(DO THIS): Print the rows from the first line up to and including the line containing "column 375, row 99". Copy each line without changes.

(SUPPLIED DATA):
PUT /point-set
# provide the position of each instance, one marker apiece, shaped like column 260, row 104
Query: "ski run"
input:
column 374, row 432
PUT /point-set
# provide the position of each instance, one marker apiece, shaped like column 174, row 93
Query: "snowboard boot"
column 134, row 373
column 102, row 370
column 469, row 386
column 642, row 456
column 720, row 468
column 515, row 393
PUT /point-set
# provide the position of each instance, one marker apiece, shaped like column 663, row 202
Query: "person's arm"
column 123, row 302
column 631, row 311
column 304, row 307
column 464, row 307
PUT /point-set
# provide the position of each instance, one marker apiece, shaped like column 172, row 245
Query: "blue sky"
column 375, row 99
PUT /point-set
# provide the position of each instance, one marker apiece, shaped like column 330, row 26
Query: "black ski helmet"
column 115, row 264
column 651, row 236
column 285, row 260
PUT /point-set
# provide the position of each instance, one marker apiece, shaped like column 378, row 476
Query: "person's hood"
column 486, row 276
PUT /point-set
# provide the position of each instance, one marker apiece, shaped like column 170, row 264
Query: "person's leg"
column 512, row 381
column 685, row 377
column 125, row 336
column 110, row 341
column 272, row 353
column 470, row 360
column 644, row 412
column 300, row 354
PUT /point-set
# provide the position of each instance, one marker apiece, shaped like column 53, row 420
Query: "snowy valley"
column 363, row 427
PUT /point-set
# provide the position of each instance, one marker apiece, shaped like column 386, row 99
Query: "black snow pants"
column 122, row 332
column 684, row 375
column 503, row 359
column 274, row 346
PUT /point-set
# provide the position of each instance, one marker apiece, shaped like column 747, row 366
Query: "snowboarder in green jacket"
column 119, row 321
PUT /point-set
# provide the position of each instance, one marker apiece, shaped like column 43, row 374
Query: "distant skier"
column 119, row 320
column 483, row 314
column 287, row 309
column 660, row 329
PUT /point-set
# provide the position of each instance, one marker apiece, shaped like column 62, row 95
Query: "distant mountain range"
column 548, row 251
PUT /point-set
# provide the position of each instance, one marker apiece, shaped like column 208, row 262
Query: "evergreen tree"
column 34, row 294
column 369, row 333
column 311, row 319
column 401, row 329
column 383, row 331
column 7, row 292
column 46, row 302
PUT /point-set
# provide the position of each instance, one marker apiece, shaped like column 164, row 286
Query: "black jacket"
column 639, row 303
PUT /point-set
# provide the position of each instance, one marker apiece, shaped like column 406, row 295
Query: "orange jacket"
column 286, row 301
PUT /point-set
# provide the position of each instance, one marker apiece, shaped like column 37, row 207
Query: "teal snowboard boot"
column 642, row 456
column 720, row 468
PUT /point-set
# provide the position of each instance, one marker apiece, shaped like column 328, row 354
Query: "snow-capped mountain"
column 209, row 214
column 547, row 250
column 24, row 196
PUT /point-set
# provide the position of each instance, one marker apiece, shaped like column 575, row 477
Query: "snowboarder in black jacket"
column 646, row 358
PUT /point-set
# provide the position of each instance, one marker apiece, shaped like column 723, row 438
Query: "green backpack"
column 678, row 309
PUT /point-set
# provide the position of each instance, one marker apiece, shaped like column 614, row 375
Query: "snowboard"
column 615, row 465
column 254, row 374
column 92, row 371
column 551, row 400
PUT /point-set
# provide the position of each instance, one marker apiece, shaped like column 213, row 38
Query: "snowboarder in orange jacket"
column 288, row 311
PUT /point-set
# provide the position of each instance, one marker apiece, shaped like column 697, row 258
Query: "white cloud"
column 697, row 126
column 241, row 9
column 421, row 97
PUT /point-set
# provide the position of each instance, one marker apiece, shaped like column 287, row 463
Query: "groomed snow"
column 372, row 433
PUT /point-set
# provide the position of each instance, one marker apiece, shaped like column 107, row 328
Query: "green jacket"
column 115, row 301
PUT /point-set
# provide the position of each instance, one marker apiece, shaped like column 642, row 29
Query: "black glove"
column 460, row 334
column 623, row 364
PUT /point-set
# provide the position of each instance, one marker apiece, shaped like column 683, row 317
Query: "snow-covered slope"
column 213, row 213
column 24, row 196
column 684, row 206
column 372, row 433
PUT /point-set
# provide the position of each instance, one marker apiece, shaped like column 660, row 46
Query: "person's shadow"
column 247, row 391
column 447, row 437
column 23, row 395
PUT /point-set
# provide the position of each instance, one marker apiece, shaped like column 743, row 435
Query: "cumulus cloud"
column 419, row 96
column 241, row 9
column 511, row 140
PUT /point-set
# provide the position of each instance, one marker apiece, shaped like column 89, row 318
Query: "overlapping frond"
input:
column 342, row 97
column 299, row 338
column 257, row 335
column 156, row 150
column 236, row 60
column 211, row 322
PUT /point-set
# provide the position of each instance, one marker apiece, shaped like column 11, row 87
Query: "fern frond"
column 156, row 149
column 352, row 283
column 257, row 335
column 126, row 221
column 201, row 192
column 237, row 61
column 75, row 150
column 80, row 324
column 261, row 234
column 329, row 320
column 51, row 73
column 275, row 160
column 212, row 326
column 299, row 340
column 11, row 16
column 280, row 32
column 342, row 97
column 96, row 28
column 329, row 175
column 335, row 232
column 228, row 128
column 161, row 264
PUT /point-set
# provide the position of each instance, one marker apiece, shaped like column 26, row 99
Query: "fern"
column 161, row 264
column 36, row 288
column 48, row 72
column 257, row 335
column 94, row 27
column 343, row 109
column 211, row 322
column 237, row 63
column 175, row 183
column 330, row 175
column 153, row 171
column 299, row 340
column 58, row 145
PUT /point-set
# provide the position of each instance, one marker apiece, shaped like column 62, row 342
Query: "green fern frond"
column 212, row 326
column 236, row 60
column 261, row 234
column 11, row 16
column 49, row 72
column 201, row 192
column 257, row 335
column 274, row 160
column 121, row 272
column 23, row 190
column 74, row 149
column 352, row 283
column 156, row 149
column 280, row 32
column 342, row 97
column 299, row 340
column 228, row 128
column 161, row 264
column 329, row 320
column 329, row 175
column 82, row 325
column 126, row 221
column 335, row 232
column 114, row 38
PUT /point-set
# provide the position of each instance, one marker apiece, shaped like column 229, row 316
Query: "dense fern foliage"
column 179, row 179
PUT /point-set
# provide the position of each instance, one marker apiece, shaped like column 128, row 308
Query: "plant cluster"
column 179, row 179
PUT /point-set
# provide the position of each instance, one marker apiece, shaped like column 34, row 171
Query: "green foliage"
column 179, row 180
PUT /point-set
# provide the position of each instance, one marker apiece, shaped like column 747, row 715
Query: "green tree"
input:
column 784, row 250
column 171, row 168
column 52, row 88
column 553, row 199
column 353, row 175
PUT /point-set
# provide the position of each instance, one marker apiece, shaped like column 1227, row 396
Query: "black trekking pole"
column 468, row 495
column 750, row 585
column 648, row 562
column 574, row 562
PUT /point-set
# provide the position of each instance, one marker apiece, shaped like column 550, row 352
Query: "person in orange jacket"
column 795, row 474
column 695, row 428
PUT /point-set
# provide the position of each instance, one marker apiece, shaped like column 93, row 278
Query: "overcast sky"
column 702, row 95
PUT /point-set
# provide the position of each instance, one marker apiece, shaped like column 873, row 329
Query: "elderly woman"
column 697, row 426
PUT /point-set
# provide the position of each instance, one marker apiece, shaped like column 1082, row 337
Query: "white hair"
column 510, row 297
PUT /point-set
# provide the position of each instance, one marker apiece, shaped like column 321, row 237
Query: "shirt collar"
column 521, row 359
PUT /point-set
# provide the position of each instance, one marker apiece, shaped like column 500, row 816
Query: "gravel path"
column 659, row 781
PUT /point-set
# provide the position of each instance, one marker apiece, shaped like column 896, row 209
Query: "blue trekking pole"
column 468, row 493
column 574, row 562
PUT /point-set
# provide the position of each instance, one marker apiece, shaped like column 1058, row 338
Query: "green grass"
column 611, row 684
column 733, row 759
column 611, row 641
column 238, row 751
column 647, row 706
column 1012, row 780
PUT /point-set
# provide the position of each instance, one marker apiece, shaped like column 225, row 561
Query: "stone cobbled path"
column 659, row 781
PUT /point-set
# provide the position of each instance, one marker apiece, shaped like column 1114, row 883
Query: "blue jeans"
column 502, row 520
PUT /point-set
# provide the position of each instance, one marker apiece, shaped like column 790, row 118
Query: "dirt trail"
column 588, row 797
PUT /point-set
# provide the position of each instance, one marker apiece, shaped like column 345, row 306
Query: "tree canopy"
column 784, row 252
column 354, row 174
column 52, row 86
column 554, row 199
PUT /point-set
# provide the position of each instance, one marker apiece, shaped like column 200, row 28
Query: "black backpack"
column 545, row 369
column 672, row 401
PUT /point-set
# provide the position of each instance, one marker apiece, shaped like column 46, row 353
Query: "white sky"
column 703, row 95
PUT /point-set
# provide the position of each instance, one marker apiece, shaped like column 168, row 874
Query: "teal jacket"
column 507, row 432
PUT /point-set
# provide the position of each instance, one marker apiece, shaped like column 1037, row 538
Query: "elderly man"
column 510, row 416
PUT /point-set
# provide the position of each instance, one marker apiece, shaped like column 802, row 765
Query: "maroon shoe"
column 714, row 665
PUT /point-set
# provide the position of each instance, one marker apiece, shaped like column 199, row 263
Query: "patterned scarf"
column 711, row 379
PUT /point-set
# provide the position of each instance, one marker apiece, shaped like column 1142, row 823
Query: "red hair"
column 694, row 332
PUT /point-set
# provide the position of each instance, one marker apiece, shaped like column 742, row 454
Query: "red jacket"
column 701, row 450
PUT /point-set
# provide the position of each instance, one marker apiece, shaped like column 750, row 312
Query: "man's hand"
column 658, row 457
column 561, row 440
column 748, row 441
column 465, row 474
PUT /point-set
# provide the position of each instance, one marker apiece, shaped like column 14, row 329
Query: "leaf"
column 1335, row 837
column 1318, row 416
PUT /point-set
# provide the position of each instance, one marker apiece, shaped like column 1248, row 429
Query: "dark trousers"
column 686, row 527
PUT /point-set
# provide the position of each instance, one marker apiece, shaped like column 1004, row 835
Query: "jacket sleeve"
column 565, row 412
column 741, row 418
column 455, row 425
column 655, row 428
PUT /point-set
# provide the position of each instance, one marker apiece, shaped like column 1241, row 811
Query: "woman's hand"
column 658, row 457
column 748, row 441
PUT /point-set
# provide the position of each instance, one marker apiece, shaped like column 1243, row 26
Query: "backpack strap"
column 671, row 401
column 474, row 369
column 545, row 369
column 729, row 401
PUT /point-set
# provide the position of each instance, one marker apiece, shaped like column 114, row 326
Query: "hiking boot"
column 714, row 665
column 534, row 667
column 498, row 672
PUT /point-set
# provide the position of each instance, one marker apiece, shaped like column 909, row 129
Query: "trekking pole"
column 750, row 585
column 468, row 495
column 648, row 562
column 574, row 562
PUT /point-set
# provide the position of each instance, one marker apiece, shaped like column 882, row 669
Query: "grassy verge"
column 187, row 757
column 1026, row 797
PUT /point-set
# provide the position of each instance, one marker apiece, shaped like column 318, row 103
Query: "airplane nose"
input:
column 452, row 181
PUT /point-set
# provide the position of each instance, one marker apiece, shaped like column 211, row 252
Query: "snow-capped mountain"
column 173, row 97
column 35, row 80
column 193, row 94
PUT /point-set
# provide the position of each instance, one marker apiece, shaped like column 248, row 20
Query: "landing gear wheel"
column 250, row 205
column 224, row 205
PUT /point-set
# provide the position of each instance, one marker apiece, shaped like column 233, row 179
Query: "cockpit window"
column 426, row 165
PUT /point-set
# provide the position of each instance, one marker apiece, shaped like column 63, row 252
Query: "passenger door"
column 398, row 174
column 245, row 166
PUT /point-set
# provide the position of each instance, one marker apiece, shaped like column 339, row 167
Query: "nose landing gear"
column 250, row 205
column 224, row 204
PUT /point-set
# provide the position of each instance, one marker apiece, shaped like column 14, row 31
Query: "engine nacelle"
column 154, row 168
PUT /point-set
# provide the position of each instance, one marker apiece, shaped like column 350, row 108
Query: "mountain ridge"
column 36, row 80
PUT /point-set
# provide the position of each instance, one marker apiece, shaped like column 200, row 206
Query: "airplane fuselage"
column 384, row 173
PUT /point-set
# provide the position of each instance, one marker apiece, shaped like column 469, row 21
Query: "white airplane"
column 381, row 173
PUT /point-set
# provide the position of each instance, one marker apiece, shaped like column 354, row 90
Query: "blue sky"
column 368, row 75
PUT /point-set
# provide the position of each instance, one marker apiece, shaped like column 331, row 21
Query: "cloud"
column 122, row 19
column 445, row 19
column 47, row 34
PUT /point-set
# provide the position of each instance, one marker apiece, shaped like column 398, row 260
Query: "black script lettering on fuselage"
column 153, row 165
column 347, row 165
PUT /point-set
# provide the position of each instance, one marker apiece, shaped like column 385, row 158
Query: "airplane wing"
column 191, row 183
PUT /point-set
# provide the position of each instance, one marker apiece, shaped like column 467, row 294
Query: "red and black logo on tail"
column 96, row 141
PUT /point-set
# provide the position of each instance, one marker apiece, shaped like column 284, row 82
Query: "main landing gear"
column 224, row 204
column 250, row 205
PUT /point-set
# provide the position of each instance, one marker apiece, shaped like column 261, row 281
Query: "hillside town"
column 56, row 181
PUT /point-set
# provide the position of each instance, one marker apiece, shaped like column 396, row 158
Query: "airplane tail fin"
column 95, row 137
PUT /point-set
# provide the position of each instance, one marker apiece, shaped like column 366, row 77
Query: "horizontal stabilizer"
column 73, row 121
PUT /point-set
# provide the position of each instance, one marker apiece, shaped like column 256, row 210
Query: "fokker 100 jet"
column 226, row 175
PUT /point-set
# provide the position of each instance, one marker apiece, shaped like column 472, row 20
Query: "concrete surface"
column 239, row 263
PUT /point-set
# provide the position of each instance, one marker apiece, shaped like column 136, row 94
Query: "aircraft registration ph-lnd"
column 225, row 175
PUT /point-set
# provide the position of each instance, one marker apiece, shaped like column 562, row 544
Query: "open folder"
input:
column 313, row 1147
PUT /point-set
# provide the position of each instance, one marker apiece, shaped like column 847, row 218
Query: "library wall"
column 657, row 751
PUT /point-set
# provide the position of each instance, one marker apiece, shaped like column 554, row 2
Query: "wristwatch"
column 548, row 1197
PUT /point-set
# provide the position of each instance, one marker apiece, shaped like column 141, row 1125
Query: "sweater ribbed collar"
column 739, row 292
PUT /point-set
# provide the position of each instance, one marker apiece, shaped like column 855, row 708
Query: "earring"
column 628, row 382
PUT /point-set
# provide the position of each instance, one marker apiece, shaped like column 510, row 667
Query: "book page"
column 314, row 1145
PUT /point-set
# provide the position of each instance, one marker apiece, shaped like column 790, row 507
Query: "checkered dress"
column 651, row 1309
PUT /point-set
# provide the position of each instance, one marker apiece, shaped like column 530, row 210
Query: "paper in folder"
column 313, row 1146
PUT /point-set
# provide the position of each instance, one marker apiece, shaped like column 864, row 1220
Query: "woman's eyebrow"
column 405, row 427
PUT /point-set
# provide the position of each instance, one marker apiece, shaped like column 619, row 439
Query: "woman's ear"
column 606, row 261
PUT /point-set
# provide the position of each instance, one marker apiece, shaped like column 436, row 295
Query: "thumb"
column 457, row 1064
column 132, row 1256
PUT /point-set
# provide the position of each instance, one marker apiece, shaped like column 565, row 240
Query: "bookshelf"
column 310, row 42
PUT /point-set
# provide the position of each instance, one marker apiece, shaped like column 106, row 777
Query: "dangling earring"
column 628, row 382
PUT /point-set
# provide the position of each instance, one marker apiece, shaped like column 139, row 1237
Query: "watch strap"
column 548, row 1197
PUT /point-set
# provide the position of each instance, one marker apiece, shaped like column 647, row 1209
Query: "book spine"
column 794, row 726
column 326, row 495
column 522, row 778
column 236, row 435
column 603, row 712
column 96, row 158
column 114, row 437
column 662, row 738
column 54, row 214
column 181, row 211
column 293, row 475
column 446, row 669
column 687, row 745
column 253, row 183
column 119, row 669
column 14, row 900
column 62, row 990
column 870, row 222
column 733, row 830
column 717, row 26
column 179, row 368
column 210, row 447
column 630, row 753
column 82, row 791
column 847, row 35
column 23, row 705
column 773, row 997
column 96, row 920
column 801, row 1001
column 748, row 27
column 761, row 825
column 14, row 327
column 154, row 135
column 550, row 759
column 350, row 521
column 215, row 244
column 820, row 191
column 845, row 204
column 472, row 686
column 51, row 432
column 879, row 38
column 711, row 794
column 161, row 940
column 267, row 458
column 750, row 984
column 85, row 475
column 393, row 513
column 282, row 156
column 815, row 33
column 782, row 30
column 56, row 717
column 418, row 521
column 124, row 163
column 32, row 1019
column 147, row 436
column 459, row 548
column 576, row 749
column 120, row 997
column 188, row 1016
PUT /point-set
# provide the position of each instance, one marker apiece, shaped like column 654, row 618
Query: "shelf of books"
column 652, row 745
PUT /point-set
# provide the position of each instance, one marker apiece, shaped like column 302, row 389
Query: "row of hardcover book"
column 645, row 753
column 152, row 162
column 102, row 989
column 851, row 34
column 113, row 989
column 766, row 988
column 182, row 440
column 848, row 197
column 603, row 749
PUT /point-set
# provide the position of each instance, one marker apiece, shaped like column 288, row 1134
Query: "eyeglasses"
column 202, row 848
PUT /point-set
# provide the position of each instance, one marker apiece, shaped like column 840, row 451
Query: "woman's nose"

(RESPONSE TO THIS EXERCISE):
PUT /point-set
# provide the position of each instance, one marker apiece, shaped like column 260, row 104
Query: "ski run"
input:
column 374, row 432
PUT /point-set
# provide the position of each instance, one marker apiece, shaped like column 174, row 93
Query: "snowboard boot"
column 134, row 373
column 102, row 370
column 469, row 386
column 642, row 456
column 720, row 468
column 515, row 393
PUT /point-set
# provide the position of each instance, one marker apiece, shaped like column 663, row 202
Query: "person's arm"
column 123, row 302
column 631, row 311
column 304, row 307
column 464, row 307
PUT /point-set
# provide the position of each instance, one marker apiece, shaped like column 172, row 245
Query: "blue sky"
column 375, row 99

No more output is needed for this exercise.